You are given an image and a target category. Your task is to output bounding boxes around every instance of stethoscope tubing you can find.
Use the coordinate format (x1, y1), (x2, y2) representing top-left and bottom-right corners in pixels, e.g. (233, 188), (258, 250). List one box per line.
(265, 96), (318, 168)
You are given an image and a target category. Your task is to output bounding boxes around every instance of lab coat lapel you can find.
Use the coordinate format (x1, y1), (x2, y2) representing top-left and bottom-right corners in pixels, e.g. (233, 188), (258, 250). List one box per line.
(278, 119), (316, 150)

● ● ● ●

> **Description of the task**
Write out the rows word for word, from the first line up to and including the line that contains "(265, 96), (318, 168)".

> **Task result**
You are given an image and a target category. Your task is to output bounding boxes around every instance of stethoscope tubing you can find.
Use the coordinate format (x1, y1), (x2, y2) representing top-left and bottom-right corners in pixels, e.g. (233, 188), (258, 250). List one box per line.
(265, 96), (318, 168)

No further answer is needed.